[ASSIGNED TASK]
Word for word, reproduce each entry.

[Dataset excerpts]
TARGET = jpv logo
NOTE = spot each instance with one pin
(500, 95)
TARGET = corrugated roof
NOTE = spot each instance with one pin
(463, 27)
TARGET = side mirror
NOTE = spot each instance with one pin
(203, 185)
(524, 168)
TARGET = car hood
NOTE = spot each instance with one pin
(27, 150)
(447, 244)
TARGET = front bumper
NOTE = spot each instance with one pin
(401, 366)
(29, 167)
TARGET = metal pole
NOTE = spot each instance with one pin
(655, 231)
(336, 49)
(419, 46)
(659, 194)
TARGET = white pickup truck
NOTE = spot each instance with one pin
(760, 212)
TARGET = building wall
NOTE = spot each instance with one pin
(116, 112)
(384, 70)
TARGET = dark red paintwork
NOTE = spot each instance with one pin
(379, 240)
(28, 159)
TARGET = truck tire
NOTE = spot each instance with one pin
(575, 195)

[OUTPUT FOR THIS EXERCISE]
TARGET = jpv logo
NOTE = spot each instance with one pin
(500, 95)
TARGET = corrugated roof
NOTE = spot each instance with one pin
(463, 27)
TARGET = side mirror
NOTE = spot each instance with one pin
(203, 185)
(524, 168)
TARGET = car hood
NOTE = spot each instance with one pin
(27, 150)
(447, 244)
TARGET = front bumper
NOTE = spot each instance with one pin
(401, 366)
(29, 167)
TARGET = metal pole
NOTE = spot each instance with one pin
(655, 231)
(336, 49)
(419, 46)
(659, 194)
TARGET = white pickup truck
NOTE = spot each instance with one pin
(760, 212)
TARGET = building wall
NOTE = spot each instance with one pin
(116, 112)
(384, 70)
TARGET = dark red paintwork
NOTE = spot each instance with one pin
(379, 240)
(28, 159)
TARGET = truck tire
NOTE = spot each instance with one pin
(575, 195)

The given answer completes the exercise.